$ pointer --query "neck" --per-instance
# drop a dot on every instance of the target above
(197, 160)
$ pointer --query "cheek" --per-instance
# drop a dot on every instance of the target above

• [EXERCISE REQUIREMENTS] Copy each record from above without leaving any out.

• [SOLVED EXERCISE]
$ pointer --query "neck" --per-instance
# drop a dot on every instance of the target above
(197, 160)
$ pointer --query "cheek" --per-instance
# drop a dot on every instance of the target above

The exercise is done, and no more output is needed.